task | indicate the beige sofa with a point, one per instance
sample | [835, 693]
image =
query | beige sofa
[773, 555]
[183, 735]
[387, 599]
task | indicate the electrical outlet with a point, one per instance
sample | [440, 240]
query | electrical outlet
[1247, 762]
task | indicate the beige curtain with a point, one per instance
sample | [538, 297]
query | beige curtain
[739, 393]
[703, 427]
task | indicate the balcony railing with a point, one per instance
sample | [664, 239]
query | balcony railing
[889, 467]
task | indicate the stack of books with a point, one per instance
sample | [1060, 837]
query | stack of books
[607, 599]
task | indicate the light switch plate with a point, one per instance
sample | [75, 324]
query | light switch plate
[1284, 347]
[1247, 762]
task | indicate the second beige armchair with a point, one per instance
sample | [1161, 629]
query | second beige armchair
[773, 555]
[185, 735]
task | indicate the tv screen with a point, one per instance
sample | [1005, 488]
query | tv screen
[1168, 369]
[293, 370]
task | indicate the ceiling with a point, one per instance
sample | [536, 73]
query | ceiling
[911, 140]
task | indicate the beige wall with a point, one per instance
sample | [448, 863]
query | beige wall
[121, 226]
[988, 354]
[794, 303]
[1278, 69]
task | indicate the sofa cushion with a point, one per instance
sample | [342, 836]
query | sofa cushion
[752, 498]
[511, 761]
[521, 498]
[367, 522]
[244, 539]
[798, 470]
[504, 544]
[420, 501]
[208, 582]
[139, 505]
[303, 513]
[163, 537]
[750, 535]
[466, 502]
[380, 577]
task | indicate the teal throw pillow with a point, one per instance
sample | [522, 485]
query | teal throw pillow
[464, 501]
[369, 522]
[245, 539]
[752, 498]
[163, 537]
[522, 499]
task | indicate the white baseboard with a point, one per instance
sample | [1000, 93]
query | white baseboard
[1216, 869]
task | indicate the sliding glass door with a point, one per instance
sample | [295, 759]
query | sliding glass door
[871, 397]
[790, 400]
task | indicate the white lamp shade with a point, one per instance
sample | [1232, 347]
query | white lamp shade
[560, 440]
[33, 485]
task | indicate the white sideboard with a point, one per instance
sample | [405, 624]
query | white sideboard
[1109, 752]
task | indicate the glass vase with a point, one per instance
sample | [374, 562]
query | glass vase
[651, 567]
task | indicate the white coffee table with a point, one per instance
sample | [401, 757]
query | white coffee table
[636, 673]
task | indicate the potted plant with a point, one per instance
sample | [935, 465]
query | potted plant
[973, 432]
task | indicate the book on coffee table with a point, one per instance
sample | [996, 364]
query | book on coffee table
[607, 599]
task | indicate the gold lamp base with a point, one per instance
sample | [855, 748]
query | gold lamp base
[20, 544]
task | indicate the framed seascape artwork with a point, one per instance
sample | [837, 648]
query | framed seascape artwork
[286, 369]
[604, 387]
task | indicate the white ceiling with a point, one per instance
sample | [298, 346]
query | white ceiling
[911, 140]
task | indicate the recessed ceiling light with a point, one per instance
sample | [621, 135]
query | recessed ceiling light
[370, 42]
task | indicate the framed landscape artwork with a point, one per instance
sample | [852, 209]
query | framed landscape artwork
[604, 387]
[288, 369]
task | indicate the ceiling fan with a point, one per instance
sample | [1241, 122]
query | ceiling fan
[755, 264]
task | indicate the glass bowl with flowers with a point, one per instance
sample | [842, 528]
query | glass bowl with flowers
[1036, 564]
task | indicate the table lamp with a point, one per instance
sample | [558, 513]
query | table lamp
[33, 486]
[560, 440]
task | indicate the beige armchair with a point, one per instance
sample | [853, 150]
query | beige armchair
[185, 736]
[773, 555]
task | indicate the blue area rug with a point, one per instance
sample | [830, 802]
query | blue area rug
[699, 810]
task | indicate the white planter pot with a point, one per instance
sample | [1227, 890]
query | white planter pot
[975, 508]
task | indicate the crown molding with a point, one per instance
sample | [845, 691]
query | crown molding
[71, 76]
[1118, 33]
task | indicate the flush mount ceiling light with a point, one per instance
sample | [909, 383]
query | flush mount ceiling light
==*==
> _What you will do_: Transcribe every entry word for word.

> _Answer to the problem_:
task | indicate the beige sofa with a point, one per instance
sample | [835, 693]
image =
query | beige sofa
[773, 555]
[183, 735]
[387, 599]
task | indicate the electrical outlet with a point, one per instance
sample | [440, 240]
query | electrical outlet
[1247, 762]
task | indicate the beige curtain with a point, one per instance
sample | [538, 297]
query | beige curtain
[739, 393]
[703, 427]
task | indicate the balcony railing with a point, one per instance
sample | [664, 239]
query | balcony railing
[889, 467]
task | indicate the stack of books with a point, one per instance
sample | [1060, 837]
query | stack of books
[607, 599]
task | indicate the light switch plate with a point, one per instance
sample | [75, 324]
query | light switch plate
[1284, 347]
[1247, 762]
task | indicate the second beige armchair with a point, one per instance
sample | [1161, 629]
query | second beige armchair
[773, 555]
[185, 735]
task | indicate the tv screen with a point, one per instance
sample | [1005, 488]
query | tv screen
[1168, 369]
[293, 370]
task | indicate the ceiling with a point, one per instance
sample | [536, 73]
query | ceiling
[911, 140]
task | indicate the beige wall with a point, one per instance
sample | [448, 863]
query | beige wall
[121, 226]
[988, 354]
[794, 303]
[1278, 69]
task | indicate the sofa cushion with a point, one per instance
sample | [342, 836]
query | sofa cushion
[752, 498]
[511, 761]
[521, 498]
[367, 522]
[244, 539]
[798, 470]
[504, 544]
[420, 501]
[208, 582]
[139, 505]
[303, 513]
[163, 537]
[750, 535]
[466, 502]
[380, 577]
task | indicate the teal throw pillow with a point, one per instance
sample | [522, 485]
query | teal throw pillow
[464, 501]
[369, 522]
[245, 539]
[752, 498]
[163, 537]
[522, 499]
task | indicate the white baseboard with a point, one per instance
sample | [1000, 93]
query | white baseboard
[1216, 869]
task | indicate the sliding glass door with a point, one per instance
sample | [295, 759]
query | sliding glass door
[871, 397]
[790, 400]
task | indicate the white lamp shade with a point, one per instance
sample | [1232, 347]
query | white lamp shade
[560, 440]
[33, 485]
task | indicate the white sideboard with a point, one per instance
sample | [405, 624]
query | white sideboard
[1109, 752]
task | indicate the glass vase with a point, one per instance
sample | [374, 562]
query | glass vase
[651, 567]
task | indicate the white coffee table with a point, one per instance
sample | [401, 757]
query | white coffee table
[636, 673]
task | indicate the potted plant with a point, one per instance
sample | [935, 465]
query | potted plant
[973, 432]
task | indicate the book on coffee table with a point, one per instance
sample | [996, 364]
query | book on coffee table
[607, 599]
task | indicate the gold lamp base with a point, one per instance
sample | [855, 748]
query | gold lamp base
[20, 544]
task | indicate the framed seascape artwork with a point, one per instance
sample | [837, 648]
query | framed seascape artwork
[286, 369]
[604, 387]
task | indicate the white ceiling with a point, one per instance
sample | [298, 346]
query | white ceiling
[911, 140]
task | indicate the recessed ceiling light with a point, one per instance
sample | [621, 135]
query | recessed ceiling light
[370, 42]
task | indicate the framed landscape artwork with a point, one per instance
sample | [852, 209]
query | framed landscape artwork
[604, 387]
[288, 369]
task | indicate the ceiling fan with a point, one per instance
sample | [1241, 122]
query | ceiling fan
[755, 264]
task | indicate the glass bowl with flowers with a point, one per instance
sample | [842, 528]
query | glass bowl with flowers
[1036, 564]
task | indicate the table lamp with a point, one per instance
sample | [558, 513]
query | table lamp
[33, 486]
[560, 440]
task | indicate the beige armchair with a point, one per instance
sample | [853, 150]
query | beige armchair
[185, 736]
[773, 555]
task | indicate the blue area rug with a point, one per instance
sample | [830, 802]
query | blue area rug
[699, 810]
task | indicate the white planter pot with a point, one per instance
sample | [1227, 890]
query | white planter pot
[975, 508]
task | indicate the crown molding with a point, one per instance
sample | [845, 691]
query | crown molding
[71, 76]
[1118, 33]
task | indicate the flush mount ceiling light with a point, one per instance
sample | [909, 383]
query | flush mount ceiling light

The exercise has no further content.